>> start Text passage

I share a lot of the concerns that have just been expressed so eloquently from the Labour Front Bench. I have a couple of other issues with what is in the new clauses; perhaps the Minister will explain.

I understand why the Government want to build in growth in the economy, but at the same time I agree fully with the concerns expressed by the official Opposition. In new clause 1, in what circumstances does the Minister envisage

“or any sector of the economy” becoming relevant? In which particular sectors of the economy does he think that growth will be particularly relevant to local government or other public sector pensions?

The provision goes on,

“the growth in the economy…of the United Kingdom or any part of the United Kingdom”.

Who takes the decision that the economic performance of one particular part of the United Kingdom is relevant to a particular pension scheme or to all pension schemes? What do we mean by a “part” of the United Kingdom? Is that simply the four constituent nations? Can it be influenced more by the economy in London than the economy in Yorkshire?

As the hon. Member for Hampstead and Kilburn mentioned a minute ago, the Bill will be far too vague at this point. It will put far too much power into the hands of, presumably, Ministers. There is no guarantee of any accountability or transparency as to the way this is operated. For that reason, my understanding is that a number of unions, although they support the intention behind new clause 1 in its entirety—I am struggling over whether to oppose the entire new clause, as I want to see a lot of stuff in there in the Bill—have significant concerns about that particular part of the economic check. If I were not opposing the new clause, I would be minded to table a more significant amendment at a later stage in proceedings. Will the Minister explain when he envisages a particular sector of the UK economy to be relevant, and when he expects that to be the economy in a particular part of the United Kingdom?

>> end Text passage

Objective 1 – In the pensions debate passage, which Member is said to have mentioned that the Bill will be far too vague?
Objective 2 – Reproduce the pensions debate passage starting with "I share a lot" and going on through "Minister will explain.".
Objective 3 – Resume the pensions debate passage from the point where it stops.
Nothing in the rows is needed for this.

>> start Material shown

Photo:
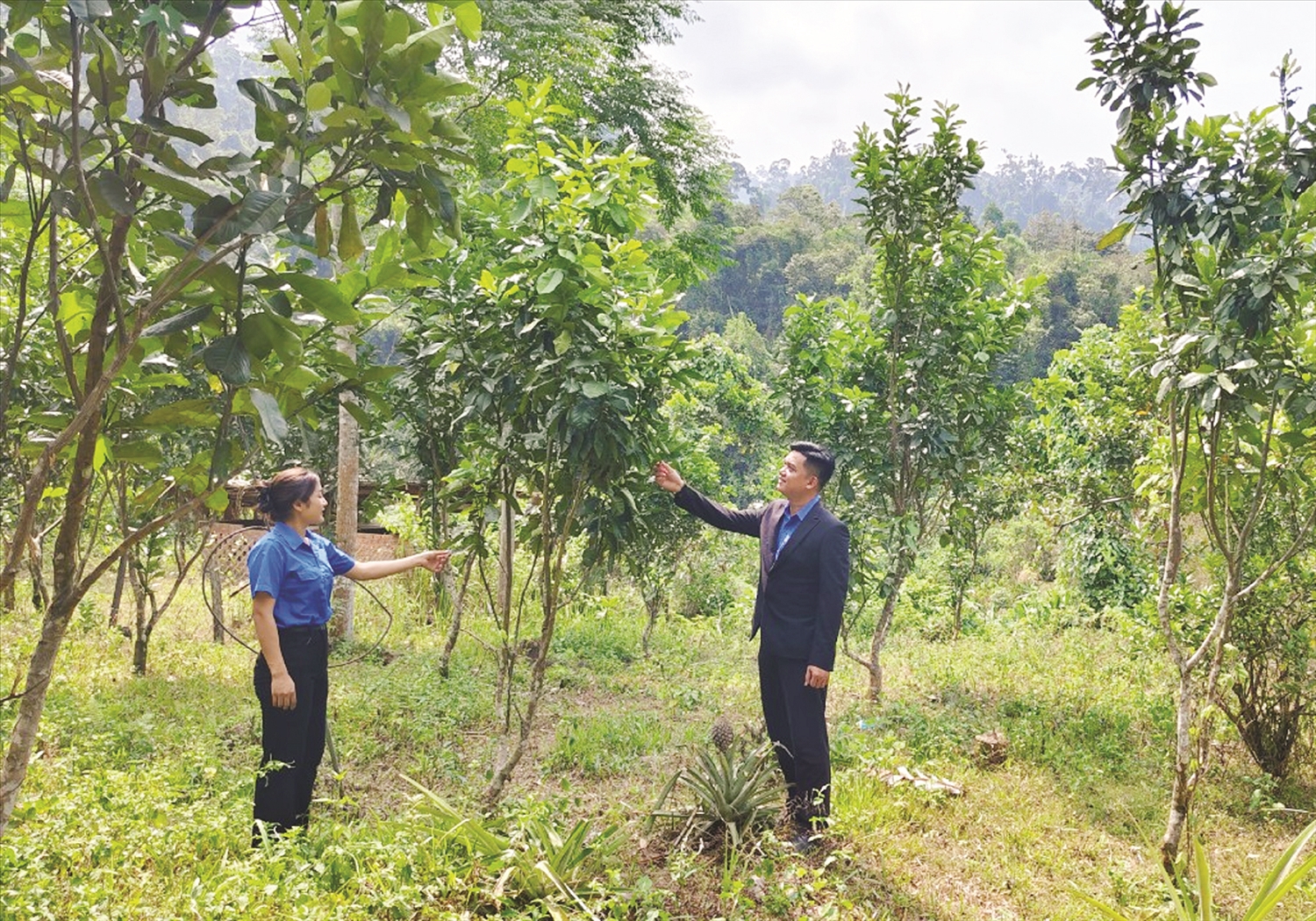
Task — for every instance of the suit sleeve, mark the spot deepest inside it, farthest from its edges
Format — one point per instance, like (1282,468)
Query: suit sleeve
(718,515)
(833,582)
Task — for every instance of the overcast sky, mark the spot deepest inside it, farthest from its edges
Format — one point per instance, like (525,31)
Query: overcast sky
(783,78)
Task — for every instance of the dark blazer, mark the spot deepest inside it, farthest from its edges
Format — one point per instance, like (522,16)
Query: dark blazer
(802,594)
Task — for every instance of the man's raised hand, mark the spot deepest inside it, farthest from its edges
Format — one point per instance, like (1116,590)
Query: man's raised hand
(666,478)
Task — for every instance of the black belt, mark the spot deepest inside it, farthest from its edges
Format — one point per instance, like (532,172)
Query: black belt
(304,631)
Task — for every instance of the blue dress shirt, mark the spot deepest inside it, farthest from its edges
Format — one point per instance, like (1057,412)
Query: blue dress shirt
(790,523)
(297,574)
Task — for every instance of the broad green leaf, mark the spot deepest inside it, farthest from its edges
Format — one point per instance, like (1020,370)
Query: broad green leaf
(542,189)
(549,282)
(324,296)
(139,452)
(226,358)
(1113,236)
(468,20)
(184,413)
(113,192)
(102,454)
(266,97)
(350,245)
(186,320)
(181,132)
(318,96)
(89,10)
(179,189)
(21,12)
(218,500)
(273,423)
(261,212)
(300,211)
(215,220)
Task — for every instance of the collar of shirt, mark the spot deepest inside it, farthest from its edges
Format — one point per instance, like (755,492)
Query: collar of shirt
(791,521)
(289,536)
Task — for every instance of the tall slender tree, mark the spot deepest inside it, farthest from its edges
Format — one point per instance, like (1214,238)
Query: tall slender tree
(1229,207)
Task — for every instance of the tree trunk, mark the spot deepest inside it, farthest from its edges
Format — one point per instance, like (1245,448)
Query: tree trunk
(883,626)
(120,578)
(505,550)
(139,645)
(24,736)
(653,604)
(345,520)
(1184,779)
(216,581)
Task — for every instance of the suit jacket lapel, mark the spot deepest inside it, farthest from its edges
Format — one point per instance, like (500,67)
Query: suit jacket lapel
(800,532)
(768,539)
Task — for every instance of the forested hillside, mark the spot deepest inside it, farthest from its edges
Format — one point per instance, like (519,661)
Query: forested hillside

>> end Material shown

Final answer 1 – The hon. Member for Hampstead and Kilburn.

Final answer 2 –
I share a lot of the concerns that have just been expressed so eloquently from the Labour Front Bench. I have a couple of other issues with what is in the new clauses; perhaps the Minister will explain.

Final answer 3 –
Finally, the Minister was keen to tell us what the unions had said about the previous transition arrangements. Will he tell us what the unions are saying about the economic check in this part of the Bill? Will he explain why he listened to the unions previously, but does not seem to be listening to them now?

Photo of Matt Rodda Matt Rodda Shadow Minister (Work and Pensions) (Pensions)

I rise to support my hon. Friend the Member for Hampstead and Kilburn. She is making an excellent point, and I am glad that she will press for a vote. The issue here relates to the need for transparency and trust, and the Government must reassure worried public servants, who have worked hard and have every right to expect a decent pension and retirement, that there is no sleight of hand here.

One of the three issues the Minister mentioned is to be dealt with in regulations, and the other two are on the face of the Bill. I would like him to reassure the Committee about the nature of those regulations, how they will be dealt with by the House and when they will be brought forward. I also remind him of the views of the independent Public Accounts Committee, which urged the Government to take the matter seriously, saying that the Government should

“quickly resolve the challenges presented by the McCloud judgment and cost control mechanism” and that that was important to rebuild trust. I hope the Minister will consider the PAC’s thoughtful advice on this matter.

Photo of Simon Clarke Simon Clarke The Chief Secretary to the Treasury

I thank all Members for their contributions, which I will take in turn. I hope to provide significant reassurance.

On the point that the hon. Member for Hampstead and Kilburn made about the widening of the cost corridor, the Government published a full impact evaluation as part of the consultation response on 4 October 2021, so that detail is available and is modelled.

To the point of the hon. Member for Reading East just now, the cost corridor is being addressed in regulations because the current 2% corridor exists under current powers, so we are simply amending 2% to 3% and do not need to introduce anything new.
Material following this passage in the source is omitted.